=== Section Start ===

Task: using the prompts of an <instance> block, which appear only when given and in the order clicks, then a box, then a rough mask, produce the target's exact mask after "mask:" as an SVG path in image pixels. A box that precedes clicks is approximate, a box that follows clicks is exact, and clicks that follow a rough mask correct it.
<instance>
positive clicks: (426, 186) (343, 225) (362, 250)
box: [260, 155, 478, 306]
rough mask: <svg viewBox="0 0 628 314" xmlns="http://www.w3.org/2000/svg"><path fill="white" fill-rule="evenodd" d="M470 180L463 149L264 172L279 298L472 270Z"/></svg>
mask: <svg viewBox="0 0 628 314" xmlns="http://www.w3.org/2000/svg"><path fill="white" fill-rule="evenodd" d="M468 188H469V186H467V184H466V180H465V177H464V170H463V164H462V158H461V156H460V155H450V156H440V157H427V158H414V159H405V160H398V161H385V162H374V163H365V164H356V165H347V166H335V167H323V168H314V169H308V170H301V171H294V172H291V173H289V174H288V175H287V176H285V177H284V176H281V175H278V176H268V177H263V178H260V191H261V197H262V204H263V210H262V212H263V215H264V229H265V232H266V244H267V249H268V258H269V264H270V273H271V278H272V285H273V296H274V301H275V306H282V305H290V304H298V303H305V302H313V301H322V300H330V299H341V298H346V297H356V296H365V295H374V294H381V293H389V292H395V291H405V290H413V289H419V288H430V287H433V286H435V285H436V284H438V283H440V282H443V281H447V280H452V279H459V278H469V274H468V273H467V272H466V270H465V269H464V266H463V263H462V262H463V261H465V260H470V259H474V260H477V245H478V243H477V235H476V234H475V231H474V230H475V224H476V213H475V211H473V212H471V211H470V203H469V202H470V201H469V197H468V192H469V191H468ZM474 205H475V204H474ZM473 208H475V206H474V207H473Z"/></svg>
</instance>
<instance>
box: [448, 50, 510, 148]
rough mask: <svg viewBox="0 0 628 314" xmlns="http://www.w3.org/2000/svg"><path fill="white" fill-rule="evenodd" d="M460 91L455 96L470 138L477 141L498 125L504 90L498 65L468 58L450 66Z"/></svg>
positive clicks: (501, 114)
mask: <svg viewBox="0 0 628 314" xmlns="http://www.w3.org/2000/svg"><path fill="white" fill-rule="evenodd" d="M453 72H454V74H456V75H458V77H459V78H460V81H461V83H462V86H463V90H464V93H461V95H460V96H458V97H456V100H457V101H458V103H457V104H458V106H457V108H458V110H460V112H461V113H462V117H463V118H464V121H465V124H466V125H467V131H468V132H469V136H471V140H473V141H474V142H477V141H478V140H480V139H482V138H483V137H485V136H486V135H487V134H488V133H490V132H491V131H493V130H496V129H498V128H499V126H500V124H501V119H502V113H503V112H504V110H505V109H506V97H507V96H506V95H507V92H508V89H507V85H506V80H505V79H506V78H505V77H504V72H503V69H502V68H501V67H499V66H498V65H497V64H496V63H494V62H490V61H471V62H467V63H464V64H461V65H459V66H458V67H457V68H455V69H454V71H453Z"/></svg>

=== Section End ===

◆ What is needed ◆
Rewrite all of the material above, changing every occurrence of "rough mask" to "coarse mask" and keeping everything else identical.

◆ Solution to this exercise ◆
Task: using the prompts of an <instance> block, which appear only when given and in the order clicks, then a box, then a coarse mask, produce the target's exact mask after "mask:" as an SVG path in image pixels. A box that precedes clicks is approximate, a box that follows clicks is exact, and clicks that follow a coarse mask correct it.
<instance>
positive clicks: (426, 186) (343, 225) (362, 250)
box: [260, 155, 478, 306]
coarse mask: <svg viewBox="0 0 628 314" xmlns="http://www.w3.org/2000/svg"><path fill="white" fill-rule="evenodd" d="M470 180L463 149L264 172L279 298L472 270Z"/></svg>
mask: <svg viewBox="0 0 628 314" xmlns="http://www.w3.org/2000/svg"><path fill="white" fill-rule="evenodd" d="M468 188H469V186H467V184H466V180H465V177H464V170H463V164H462V158H461V156H460V155H450V156H440V157H427V158H414V159H405V160H398V161H385V162H374V163H365V164H356V165H347V166H335V167H323V168H314V169H308V170H301V171H294V172H291V173H289V174H288V175H287V176H285V177H284V176H281V175H278V176H268V177H263V178H260V191H261V197H262V204H263V210H262V212H263V215H264V229H265V232H266V244H267V249H268V258H269V264H270V273H271V278H272V285H273V296H274V301H275V306H282V305H290V304H298V303H305V302H313V301H322V300H330V299H341V298H346V297H356V296H365V295H374V294H381V293H389V292H395V291H405V290H413V289H419V288H430V287H433V286H435V285H436V284H438V283H440V282H443V281H447V280H452V279H459V278H469V274H468V273H467V272H466V270H465V269H464V266H463V263H462V262H463V261H465V260H470V259H474V260H477V245H478V243H477V235H476V234H475V231H474V230H475V224H476V213H475V211H473V212H471V211H470V203H469V202H470V201H469V197H468V192H469V191H468ZM474 205H475V204H474ZM473 208H475V206H474V207H473Z"/></svg>
</instance>
<instance>
box: [448, 50, 510, 148]
coarse mask: <svg viewBox="0 0 628 314" xmlns="http://www.w3.org/2000/svg"><path fill="white" fill-rule="evenodd" d="M460 91L455 96L470 138L477 141L498 125L504 90L498 65L468 58L450 66Z"/></svg>
positive clicks: (501, 114)
mask: <svg viewBox="0 0 628 314" xmlns="http://www.w3.org/2000/svg"><path fill="white" fill-rule="evenodd" d="M453 72H454V74H456V75H458V77H459V78H460V81H461V83H462V86H463V90H464V93H461V95H460V96H458V97H456V100H457V101H458V103H457V104H458V106H457V108H458V110H460V112H461V113H462V117H463V118H464V121H465V124H466V125H467V131H468V132H469V136H471V140H473V141H474V142H477V141H478V140H480V139H482V138H483V137H485V136H486V135H487V134H488V133H490V132H491V131H493V130H496V129H498V128H499V126H500V124H501V119H502V113H503V112H504V110H505V109H506V97H507V96H506V95H507V92H508V89H507V85H506V80H505V79H506V78H505V77H504V72H503V69H502V68H501V67H499V66H498V65H497V64H496V63H494V62H490V61H471V62H467V63H464V64H461V65H459V66H458V67H457V68H455V69H454V71H453Z"/></svg>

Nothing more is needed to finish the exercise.